**WHAT IS EXPECTED:**
Go through the data below and report how many lines contain "light"; the reply holds only that number.

───── DATASET RECORDS

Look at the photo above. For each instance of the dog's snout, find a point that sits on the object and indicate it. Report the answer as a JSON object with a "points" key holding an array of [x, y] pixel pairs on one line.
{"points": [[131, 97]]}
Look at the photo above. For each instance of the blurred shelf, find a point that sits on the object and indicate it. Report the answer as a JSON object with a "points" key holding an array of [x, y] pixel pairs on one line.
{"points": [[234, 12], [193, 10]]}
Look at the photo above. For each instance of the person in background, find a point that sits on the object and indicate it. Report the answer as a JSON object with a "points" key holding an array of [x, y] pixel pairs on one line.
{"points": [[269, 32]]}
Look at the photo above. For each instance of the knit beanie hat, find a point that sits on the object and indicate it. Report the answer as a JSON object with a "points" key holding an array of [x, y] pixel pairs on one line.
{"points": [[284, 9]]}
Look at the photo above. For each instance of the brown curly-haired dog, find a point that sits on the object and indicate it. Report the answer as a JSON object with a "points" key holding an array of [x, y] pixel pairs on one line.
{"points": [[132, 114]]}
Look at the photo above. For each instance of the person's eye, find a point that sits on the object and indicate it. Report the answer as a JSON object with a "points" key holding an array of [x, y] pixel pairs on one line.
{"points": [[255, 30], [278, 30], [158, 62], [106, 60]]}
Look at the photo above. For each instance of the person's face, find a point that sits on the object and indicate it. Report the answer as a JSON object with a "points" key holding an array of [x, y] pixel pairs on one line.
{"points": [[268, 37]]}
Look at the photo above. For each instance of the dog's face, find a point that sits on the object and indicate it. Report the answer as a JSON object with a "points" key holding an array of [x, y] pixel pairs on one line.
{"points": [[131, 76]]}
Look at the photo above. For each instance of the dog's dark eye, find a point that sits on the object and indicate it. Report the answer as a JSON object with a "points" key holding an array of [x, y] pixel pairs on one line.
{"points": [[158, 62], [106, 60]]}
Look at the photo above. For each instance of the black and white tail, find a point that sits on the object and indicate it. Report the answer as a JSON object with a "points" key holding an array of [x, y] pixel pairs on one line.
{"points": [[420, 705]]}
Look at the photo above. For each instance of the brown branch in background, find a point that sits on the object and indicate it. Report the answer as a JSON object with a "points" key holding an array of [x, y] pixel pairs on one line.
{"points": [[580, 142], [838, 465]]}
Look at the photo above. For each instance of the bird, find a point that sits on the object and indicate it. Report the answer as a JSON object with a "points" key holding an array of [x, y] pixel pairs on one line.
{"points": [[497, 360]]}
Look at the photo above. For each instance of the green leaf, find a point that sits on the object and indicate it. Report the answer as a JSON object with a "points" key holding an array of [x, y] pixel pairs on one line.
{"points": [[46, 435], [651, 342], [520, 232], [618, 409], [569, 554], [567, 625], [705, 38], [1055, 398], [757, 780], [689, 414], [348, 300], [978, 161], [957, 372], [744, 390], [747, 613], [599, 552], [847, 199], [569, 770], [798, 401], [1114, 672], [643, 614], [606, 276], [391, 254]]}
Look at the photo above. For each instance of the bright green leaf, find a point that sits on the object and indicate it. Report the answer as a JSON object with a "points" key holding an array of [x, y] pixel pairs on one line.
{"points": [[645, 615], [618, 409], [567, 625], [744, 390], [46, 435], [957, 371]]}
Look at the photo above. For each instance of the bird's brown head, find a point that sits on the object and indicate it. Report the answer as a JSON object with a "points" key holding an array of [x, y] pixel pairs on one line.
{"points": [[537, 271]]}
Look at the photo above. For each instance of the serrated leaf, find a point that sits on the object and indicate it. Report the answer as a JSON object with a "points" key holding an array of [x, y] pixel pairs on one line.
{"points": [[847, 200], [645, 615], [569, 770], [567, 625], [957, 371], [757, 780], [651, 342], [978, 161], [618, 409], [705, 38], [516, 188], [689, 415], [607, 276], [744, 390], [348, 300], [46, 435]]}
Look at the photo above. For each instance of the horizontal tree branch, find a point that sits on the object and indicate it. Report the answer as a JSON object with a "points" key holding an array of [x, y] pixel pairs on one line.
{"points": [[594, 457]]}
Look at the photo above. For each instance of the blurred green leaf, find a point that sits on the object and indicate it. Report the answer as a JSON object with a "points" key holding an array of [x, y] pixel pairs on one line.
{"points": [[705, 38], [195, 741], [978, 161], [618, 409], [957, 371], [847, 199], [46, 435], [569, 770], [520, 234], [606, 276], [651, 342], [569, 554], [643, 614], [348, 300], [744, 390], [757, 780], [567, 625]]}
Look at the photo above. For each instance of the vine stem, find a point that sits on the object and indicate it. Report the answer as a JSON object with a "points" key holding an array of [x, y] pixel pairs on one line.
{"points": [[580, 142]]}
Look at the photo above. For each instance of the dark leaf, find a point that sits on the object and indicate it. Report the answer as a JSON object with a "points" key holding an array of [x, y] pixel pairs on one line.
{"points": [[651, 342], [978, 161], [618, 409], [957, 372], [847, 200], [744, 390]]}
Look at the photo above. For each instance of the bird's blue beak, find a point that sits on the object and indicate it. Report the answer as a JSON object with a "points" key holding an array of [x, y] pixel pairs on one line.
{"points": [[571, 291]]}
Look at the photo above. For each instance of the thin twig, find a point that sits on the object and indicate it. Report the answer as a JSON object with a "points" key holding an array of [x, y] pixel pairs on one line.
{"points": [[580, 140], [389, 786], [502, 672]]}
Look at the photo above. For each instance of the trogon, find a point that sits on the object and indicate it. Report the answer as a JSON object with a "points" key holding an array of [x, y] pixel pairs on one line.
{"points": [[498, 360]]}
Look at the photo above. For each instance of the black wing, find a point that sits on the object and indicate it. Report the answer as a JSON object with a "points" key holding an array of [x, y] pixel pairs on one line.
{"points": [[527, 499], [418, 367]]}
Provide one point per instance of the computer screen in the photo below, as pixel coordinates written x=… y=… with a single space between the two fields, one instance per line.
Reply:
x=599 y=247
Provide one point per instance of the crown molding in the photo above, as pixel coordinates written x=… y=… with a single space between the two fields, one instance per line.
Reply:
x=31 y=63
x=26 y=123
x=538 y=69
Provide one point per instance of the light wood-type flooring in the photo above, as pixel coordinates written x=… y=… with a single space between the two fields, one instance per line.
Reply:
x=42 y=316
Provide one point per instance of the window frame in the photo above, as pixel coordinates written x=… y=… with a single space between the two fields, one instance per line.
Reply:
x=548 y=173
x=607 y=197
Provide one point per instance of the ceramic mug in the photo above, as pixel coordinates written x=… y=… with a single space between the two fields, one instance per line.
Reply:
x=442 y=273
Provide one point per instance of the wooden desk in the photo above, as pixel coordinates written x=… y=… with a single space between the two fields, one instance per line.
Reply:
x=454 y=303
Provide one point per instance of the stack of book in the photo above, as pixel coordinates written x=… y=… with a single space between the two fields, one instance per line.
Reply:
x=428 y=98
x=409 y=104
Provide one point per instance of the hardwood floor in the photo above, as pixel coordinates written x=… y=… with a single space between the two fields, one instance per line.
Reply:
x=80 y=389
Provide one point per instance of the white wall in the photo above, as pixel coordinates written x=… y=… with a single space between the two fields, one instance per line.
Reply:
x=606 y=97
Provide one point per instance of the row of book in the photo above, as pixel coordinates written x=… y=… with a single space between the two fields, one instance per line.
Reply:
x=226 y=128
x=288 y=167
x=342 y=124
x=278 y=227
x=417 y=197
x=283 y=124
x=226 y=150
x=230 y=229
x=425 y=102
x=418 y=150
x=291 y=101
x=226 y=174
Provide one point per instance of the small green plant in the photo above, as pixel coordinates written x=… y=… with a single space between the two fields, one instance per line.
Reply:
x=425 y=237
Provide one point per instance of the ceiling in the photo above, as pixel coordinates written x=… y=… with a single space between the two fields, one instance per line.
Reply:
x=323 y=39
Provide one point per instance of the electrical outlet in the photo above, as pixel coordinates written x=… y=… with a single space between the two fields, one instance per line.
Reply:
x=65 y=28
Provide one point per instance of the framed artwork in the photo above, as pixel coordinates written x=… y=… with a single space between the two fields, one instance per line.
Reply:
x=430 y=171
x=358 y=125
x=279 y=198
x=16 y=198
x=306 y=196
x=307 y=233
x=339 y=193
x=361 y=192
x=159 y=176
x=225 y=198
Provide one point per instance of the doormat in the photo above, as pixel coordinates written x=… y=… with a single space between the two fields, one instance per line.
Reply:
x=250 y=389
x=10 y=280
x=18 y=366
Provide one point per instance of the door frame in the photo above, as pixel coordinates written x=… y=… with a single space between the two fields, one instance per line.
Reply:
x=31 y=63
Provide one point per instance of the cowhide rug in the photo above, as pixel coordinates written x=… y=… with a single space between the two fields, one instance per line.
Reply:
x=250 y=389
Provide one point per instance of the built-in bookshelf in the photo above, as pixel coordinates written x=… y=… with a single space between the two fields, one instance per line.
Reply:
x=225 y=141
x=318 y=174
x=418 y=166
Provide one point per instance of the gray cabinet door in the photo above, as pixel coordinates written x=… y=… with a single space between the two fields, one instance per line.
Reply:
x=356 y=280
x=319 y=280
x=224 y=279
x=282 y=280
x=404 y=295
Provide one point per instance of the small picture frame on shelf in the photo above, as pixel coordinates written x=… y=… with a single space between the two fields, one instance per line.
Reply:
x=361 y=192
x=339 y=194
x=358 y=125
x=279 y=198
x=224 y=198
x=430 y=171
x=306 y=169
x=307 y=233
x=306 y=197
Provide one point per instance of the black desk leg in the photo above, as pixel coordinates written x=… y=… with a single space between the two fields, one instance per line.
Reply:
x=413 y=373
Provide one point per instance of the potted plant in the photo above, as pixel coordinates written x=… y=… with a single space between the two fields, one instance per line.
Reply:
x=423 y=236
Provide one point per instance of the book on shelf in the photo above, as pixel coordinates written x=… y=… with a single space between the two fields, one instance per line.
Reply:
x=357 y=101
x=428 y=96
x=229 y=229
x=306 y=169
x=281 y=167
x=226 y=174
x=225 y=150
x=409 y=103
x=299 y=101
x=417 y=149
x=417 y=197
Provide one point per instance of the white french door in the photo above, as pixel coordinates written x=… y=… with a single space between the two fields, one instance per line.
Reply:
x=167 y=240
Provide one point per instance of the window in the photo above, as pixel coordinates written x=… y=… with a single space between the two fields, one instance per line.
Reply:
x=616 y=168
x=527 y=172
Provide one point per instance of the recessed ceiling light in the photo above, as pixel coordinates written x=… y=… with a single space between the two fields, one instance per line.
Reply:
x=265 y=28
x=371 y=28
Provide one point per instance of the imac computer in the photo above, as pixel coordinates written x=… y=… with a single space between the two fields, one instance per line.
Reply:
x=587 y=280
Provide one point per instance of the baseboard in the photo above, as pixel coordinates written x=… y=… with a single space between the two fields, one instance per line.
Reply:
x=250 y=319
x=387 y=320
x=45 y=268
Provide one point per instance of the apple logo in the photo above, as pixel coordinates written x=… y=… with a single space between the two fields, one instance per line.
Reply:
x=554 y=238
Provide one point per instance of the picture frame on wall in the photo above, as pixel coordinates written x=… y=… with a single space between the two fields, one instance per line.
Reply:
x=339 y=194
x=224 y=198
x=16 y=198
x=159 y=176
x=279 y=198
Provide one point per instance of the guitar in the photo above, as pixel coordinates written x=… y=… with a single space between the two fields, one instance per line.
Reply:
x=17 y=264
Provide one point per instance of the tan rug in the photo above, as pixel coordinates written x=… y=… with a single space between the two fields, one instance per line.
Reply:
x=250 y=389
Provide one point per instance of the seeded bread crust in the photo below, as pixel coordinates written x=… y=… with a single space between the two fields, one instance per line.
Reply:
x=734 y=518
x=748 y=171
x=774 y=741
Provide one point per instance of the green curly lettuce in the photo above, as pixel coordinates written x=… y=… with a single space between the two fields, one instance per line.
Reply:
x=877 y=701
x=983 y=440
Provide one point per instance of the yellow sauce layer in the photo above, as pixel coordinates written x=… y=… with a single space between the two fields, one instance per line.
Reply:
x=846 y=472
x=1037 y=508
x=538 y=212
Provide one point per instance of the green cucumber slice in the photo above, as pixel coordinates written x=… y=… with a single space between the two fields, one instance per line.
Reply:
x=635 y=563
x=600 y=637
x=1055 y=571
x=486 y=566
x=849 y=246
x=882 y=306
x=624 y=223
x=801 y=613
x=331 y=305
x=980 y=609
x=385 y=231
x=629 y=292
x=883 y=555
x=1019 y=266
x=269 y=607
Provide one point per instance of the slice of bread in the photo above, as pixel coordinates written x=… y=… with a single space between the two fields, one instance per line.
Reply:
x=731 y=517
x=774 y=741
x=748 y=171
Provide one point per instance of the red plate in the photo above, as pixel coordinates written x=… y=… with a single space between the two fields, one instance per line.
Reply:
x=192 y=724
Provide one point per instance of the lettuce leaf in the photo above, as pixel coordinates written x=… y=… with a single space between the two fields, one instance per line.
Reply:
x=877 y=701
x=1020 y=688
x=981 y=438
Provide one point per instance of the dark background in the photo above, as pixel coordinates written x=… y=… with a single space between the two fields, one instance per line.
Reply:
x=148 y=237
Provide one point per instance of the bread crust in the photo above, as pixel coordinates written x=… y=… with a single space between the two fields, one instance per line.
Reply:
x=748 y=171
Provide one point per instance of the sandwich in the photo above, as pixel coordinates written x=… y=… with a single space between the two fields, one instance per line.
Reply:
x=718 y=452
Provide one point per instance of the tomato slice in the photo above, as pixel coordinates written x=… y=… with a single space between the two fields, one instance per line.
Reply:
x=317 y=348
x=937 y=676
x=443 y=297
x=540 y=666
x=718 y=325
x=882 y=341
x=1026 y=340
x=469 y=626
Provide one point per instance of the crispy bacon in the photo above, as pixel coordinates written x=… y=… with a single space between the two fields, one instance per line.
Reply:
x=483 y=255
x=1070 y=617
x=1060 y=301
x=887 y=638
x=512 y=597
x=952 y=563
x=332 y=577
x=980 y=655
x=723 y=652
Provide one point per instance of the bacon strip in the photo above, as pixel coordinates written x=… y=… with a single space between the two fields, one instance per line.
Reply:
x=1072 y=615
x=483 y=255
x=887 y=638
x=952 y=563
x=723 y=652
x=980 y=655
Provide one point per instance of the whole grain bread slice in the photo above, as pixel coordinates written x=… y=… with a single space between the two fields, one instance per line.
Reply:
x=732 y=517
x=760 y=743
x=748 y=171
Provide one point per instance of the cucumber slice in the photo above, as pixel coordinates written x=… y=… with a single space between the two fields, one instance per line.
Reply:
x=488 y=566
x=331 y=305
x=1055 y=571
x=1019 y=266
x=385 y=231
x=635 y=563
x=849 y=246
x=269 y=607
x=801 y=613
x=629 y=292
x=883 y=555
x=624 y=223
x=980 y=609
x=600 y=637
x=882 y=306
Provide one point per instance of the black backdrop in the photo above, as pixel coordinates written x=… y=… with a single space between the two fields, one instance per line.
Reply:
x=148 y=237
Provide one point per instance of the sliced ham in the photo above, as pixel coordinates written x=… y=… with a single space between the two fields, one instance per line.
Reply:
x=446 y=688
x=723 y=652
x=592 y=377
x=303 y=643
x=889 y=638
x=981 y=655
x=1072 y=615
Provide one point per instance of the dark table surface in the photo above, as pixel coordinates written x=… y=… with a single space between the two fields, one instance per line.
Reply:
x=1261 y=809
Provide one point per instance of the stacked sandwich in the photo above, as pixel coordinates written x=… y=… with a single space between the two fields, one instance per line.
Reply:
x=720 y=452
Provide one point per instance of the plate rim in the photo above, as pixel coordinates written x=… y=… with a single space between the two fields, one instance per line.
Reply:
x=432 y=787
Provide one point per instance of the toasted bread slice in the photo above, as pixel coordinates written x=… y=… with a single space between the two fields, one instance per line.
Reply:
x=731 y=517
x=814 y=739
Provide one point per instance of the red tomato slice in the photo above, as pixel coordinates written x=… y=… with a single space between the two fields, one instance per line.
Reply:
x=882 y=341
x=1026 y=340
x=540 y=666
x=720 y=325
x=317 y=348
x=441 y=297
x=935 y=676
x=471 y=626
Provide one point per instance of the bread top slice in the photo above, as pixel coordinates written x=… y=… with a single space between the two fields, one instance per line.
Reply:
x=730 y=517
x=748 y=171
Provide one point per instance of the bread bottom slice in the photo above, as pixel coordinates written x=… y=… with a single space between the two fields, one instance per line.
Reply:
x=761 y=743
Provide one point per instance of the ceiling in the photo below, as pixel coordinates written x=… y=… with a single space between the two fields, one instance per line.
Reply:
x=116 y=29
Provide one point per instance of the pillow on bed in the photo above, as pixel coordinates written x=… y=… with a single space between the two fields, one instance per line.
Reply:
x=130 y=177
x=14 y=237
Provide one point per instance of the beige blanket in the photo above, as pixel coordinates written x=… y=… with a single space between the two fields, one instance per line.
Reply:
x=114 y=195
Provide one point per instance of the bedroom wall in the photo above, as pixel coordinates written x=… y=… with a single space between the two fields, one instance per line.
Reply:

──────────

**SOLUTION BELOW:**
2